• **EXERCISE**: The required result is a copy of each line below in which "badge" appears.

Top of PROVIDED DATA

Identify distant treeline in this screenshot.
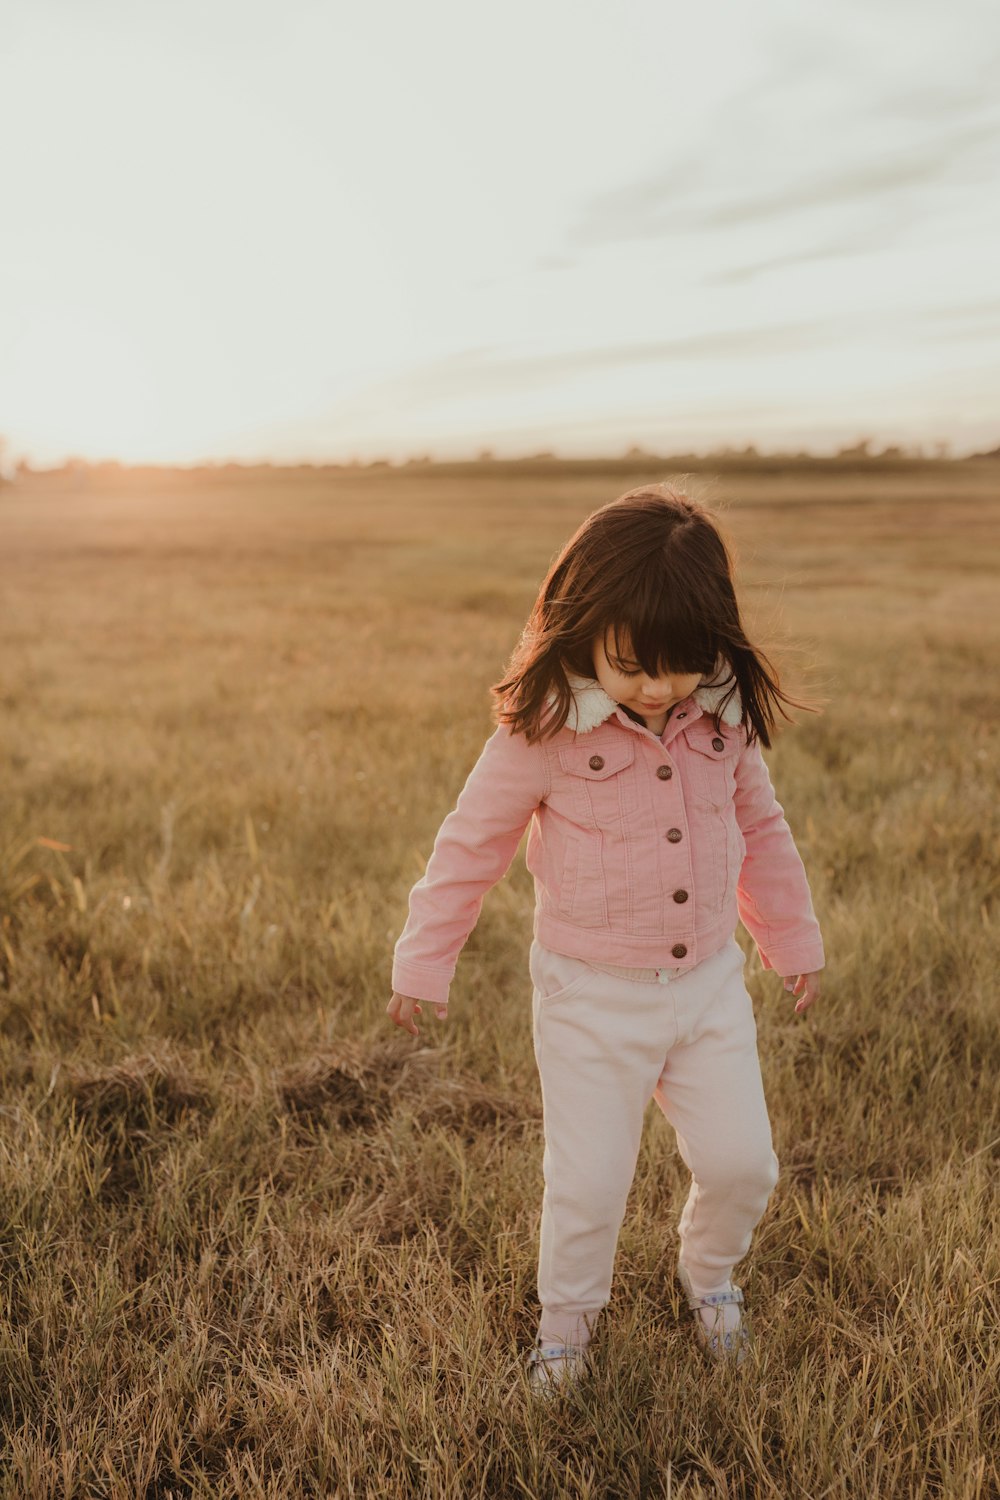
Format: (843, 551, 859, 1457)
(5, 436, 1000, 483)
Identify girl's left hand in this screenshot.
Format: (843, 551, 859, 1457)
(784, 971, 821, 1015)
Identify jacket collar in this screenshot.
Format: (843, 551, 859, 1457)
(555, 655, 743, 735)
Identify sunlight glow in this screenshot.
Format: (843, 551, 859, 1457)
(11, 301, 160, 459)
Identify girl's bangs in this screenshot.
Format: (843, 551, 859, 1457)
(607, 612, 716, 679)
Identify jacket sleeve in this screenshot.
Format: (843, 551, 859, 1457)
(732, 736, 825, 977)
(391, 721, 549, 1006)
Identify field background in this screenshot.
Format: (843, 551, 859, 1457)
(1, 458, 999, 1498)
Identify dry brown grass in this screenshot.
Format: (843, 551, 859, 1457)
(0, 457, 998, 1498)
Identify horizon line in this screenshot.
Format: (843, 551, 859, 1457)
(6, 434, 998, 477)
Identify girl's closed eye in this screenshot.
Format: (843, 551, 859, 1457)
(597, 638, 704, 722)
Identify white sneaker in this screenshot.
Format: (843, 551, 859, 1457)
(677, 1263, 751, 1366)
(525, 1339, 590, 1397)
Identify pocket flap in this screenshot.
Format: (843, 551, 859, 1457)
(683, 725, 742, 761)
(558, 739, 636, 780)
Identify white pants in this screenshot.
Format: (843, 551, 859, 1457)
(530, 934, 780, 1348)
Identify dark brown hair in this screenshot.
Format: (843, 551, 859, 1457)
(490, 480, 823, 750)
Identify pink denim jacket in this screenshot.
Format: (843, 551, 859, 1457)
(392, 661, 825, 1006)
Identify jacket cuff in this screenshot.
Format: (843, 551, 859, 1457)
(390, 959, 454, 1007)
(755, 939, 825, 977)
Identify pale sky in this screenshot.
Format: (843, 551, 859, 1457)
(2, 0, 999, 466)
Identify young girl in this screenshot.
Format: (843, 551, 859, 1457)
(385, 482, 825, 1395)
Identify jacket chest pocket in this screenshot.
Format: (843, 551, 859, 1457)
(683, 726, 741, 808)
(556, 739, 638, 829)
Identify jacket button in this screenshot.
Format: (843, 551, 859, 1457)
(666, 827, 682, 842)
(712, 736, 725, 751)
(588, 754, 604, 770)
(672, 889, 688, 902)
(671, 943, 687, 958)
(656, 765, 672, 780)
(676, 712, 686, 718)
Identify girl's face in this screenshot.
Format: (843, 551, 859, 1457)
(592, 627, 703, 717)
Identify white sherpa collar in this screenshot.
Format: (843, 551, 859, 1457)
(554, 655, 743, 735)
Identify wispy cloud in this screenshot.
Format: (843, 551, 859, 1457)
(568, 115, 1000, 249)
(916, 300, 1000, 341)
(533, 254, 577, 273)
(326, 321, 841, 414)
(703, 119, 999, 230)
(324, 299, 1000, 417)
(703, 231, 885, 286)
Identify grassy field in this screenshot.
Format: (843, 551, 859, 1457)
(1, 457, 998, 1498)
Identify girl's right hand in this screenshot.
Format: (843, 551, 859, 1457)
(386, 990, 448, 1037)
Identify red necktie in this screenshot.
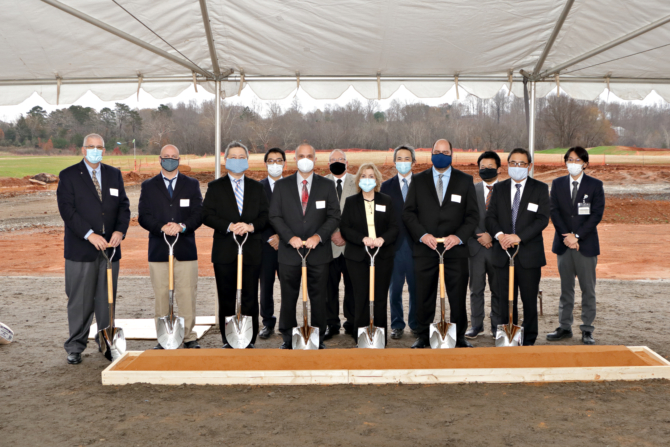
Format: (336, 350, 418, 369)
(486, 185, 493, 210)
(301, 180, 309, 215)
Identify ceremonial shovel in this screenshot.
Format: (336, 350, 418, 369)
(98, 247, 126, 361)
(429, 238, 457, 349)
(292, 242, 319, 350)
(495, 244, 524, 347)
(156, 233, 185, 349)
(0, 322, 13, 344)
(357, 246, 385, 349)
(224, 233, 253, 349)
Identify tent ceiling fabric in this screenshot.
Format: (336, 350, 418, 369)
(1, 0, 670, 105)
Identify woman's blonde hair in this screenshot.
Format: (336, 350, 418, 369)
(353, 163, 383, 193)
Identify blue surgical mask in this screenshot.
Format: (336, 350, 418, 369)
(431, 153, 452, 169)
(359, 178, 376, 193)
(396, 161, 412, 175)
(85, 148, 103, 164)
(508, 166, 528, 182)
(226, 158, 249, 174)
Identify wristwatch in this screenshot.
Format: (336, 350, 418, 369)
(574, 234, 580, 239)
(179, 223, 186, 233)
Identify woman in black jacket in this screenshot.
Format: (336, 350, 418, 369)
(340, 163, 398, 345)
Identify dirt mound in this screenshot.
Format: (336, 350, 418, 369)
(122, 171, 152, 184)
(31, 173, 58, 183)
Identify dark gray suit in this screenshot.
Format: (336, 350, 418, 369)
(467, 181, 500, 332)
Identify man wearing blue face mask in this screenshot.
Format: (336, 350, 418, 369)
(57, 133, 130, 364)
(202, 141, 269, 348)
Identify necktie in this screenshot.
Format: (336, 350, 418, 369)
(92, 169, 104, 234)
(234, 178, 243, 215)
(486, 185, 493, 210)
(166, 177, 175, 199)
(301, 180, 309, 215)
(571, 181, 579, 205)
(512, 184, 521, 234)
(401, 178, 408, 202)
(437, 174, 444, 205)
(336, 179, 342, 199)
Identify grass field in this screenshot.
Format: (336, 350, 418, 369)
(538, 146, 646, 155)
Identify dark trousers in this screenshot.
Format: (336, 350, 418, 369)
(278, 262, 329, 345)
(495, 265, 541, 346)
(389, 238, 417, 331)
(214, 262, 261, 346)
(64, 252, 119, 354)
(415, 256, 469, 341)
(326, 254, 355, 331)
(259, 243, 279, 329)
(468, 247, 500, 331)
(346, 257, 393, 345)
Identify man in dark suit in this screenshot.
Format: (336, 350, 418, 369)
(547, 146, 605, 345)
(380, 144, 418, 339)
(403, 139, 479, 349)
(258, 147, 286, 339)
(57, 133, 130, 364)
(486, 148, 550, 346)
(138, 144, 203, 349)
(465, 151, 502, 339)
(202, 142, 269, 348)
(269, 143, 341, 349)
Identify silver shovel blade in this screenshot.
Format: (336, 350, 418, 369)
(357, 326, 385, 349)
(495, 324, 524, 347)
(99, 327, 126, 361)
(292, 326, 320, 350)
(0, 322, 14, 344)
(429, 322, 457, 349)
(157, 315, 185, 350)
(224, 315, 253, 349)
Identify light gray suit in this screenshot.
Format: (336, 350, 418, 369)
(326, 173, 357, 257)
(467, 180, 500, 332)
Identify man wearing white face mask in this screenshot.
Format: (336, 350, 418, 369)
(547, 146, 605, 345)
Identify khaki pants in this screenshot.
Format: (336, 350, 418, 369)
(150, 260, 198, 343)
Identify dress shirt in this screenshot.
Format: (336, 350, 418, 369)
(432, 166, 452, 199)
(83, 160, 102, 240)
(297, 172, 314, 200)
(364, 199, 376, 239)
(268, 176, 281, 192)
(482, 179, 498, 203)
(162, 172, 178, 190)
(227, 175, 253, 233)
(570, 172, 584, 197)
(397, 172, 413, 186)
(495, 177, 528, 240)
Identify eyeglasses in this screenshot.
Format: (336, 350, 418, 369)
(509, 161, 529, 168)
(567, 158, 582, 163)
(84, 145, 104, 150)
(330, 157, 346, 163)
(160, 156, 179, 160)
(267, 158, 284, 164)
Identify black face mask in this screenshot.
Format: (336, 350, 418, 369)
(329, 162, 346, 175)
(479, 168, 498, 180)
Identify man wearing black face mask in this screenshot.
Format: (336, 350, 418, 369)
(138, 144, 204, 349)
(465, 151, 502, 340)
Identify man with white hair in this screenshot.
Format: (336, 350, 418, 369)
(138, 144, 204, 349)
(57, 133, 130, 364)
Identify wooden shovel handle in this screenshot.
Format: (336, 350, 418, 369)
(107, 269, 114, 304)
(237, 254, 243, 290)
(508, 265, 515, 302)
(301, 266, 308, 303)
(168, 254, 174, 291)
(435, 237, 445, 243)
(439, 263, 445, 299)
(369, 266, 375, 302)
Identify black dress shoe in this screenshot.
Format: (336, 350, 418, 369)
(259, 326, 273, 339)
(546, 327, 573, 341)
(222, 343, 233, 349)
(456, 338, 473, 348)
(319, 343, 326, 349)
(184, 341, 200, 349)
(411, 338, 429, 349)
(67, 353, 82, 364)
(410, 328, 419, 337)
(323, 326, 339, 340)
(246, 343, 255, 349)
(391, 328, 404, 339)
(343, 326, 355, 336)
(464, 326, 484, 339)
(153, 343, 164, 350)
(279, 342, 292, 349)
(582, 331, 595, 345)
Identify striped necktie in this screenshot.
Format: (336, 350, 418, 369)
(234, 178, 243, 215)
(437, 174, 444, 205)
(92, 169, 104, 233)
(486, 185, 493, 210)
(512, 184, 521, 234)
(301, 180, 309, 215)
(401, 178, 408, 202)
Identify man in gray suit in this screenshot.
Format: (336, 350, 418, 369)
(465, 151, 502, 339)
(324, 149, 357, 339)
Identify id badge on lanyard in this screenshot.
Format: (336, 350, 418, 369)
(578, 194, 590, 215)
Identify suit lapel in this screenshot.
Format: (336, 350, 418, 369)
(79, 160, 102, 202)
(305, 174, 318, 212)
(155, 174, 171, 201)
(518, 178, 533, 216)
(223, 175, 241, 218)
(172, 173, 187, 200)
(424, 169, 441, 206)
(290, 173, 304, 214)
(100, 164, 109, 201)
(442, 168, 457, 208)
(501, 179, 512, 219)
(574, 175, 588, 209)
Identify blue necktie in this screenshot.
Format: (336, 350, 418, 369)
(512, 184, 521, 234)
(166, 177, 175, 199)
(402, 178, 408, 202)
(234, 179, 243, 215)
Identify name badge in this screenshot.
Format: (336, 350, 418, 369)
(109, 188, 118, 197)
(180, 199, 190, 207)
(375, 204, 386, 212)
(527, 203, 538, 212)
(578, 202, 590, 215)
(451, 194, 461, 203)
(316, 200, 326, 209)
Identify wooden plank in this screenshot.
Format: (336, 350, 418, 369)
(89, 319, 212, 340)
(629, 346, 670, 366)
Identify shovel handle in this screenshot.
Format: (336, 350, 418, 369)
(107, 268, 114, 304)
(168, 254, 174, 291)
(301, 265, 308, 303)
(508, 265, 515, 302)
(439, 263, 445, 299)
(435, 238, 445, 243)
(369, 266, 375, 302)
(237, 254, 243, 290)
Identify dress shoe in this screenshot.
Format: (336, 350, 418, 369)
(259, 326, 273, 339)
(222, 343, 233, 349)
(456, 338, 473, 348)
(184, 341, 200, 349)
(67, 353, 82, 365)
(582, 331, 595, 345)
(323, 326, 339, 340)
(411, 338, 429, 349)
(546, 327, 573, 341)
(153, 343, 164, 350)
(279, 342, 292, 349)
(319, 343, 326, 349)
(344, 326, 355, 336)
(391, 328, 404, 340)
(246, 343, 255, 349)
(465, 326, 484, 339)
(410, 328, 419, 337)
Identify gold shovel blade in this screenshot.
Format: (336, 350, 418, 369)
(495, 324, 524, 347)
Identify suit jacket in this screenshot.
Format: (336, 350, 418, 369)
(340, 192, 398, 263)
(260, 177, 278, 245)
(269, 173, 341, 266)
(402, 167, 479, 260)
(57, 160, 130, 262)
(202, 175, 269, 265)
(380, 174, 412, 251)
(137, 173, 203, 262)
(550, 174, 604, 257)
(325, 172, 357, 257)
(486, 177, 550, 269)
(467, 180, 496, 257)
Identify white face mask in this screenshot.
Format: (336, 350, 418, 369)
(508, 166, 528, 182)
(566, 163, 583, 177)
(267, 163, 283, 178)
(297, 158, 314, 173)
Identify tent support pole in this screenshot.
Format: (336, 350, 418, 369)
(199, 0, 220, 77)
(533, 0, 575, 74)
(529, 81, 536, 178)
(215, 80, 222, 179)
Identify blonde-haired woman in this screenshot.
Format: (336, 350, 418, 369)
(340, 163, 398, 345)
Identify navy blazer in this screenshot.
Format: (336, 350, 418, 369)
(137, 173, 203, 262)
(550, 174, 604, 257)
(380, 174, 411, 251)
(57, 160, 130, 262)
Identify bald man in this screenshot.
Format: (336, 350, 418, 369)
(138, 144, 203, 349)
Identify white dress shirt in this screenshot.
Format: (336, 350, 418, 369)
(162, 172, 178, 190)
(83, 160, 102, 240)
(570, 172, 584, 197)
(482, 178, 498, 203)
(227, 175, 253, 234)
(397, 172, 413, 187)
(495, 178, 528, 240)
(268, 175, 282, 192)
(297, 172, 314, 200)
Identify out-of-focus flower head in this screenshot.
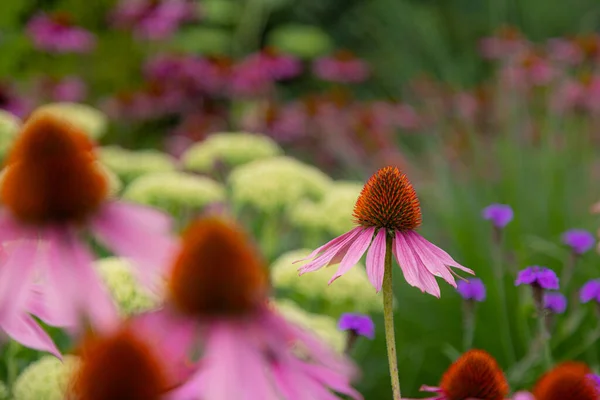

Bottom of PROVIDED DATA

• **REPLY TO THE TASK**:
Identify id badge on lanyard in this screenshot.
Identify name badge in this screenshot.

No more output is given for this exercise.